YOUR INSTRUCTIONS:
Rewrite the records below with every "blue stripe on train" changed to "white stripe on train" and everything else left unchanged. Leave the pictures out.

☆ ☆ ☆ ☆ ☆

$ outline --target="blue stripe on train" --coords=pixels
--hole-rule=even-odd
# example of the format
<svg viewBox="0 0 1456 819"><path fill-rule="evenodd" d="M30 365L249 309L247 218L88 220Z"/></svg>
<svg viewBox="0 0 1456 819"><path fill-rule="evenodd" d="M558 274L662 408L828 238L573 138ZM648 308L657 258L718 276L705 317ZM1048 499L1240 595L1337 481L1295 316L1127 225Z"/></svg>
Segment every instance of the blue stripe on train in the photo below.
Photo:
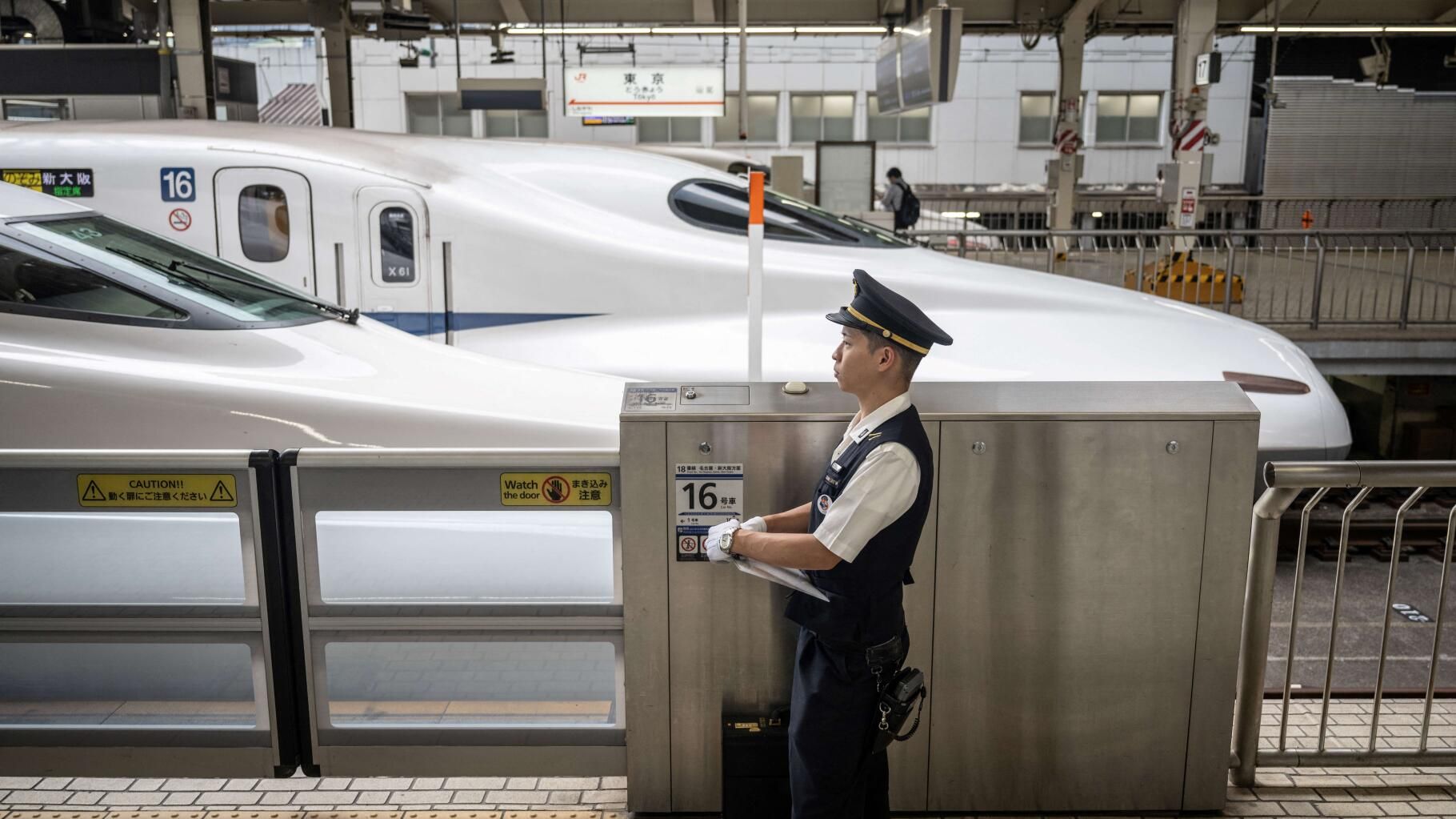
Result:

☆ ☆ ☆ ☆ ☆

COMPLETED TASK:
$ outline --target="white stripe on train" --coords=pixels
--hole-rule=even-odd
# example of the format
<svg viewBox="0 0 1456 819"><path fill-rule="evenodd" d="M30 365L249 309L247 218L88 220Z"/></svg>
<svg viewBox="0 0 1456 819"><path fill-rule="evenodd" d="M558 274L662 408L828 238L573 138ZM648 308L657 258L718 276L705 317ZM1048 499L1240 595L1337 481L1295 316L1127 225Z"/></svg>
Segment every instance of the white stripe on train in the photo below.
Photo:
Result:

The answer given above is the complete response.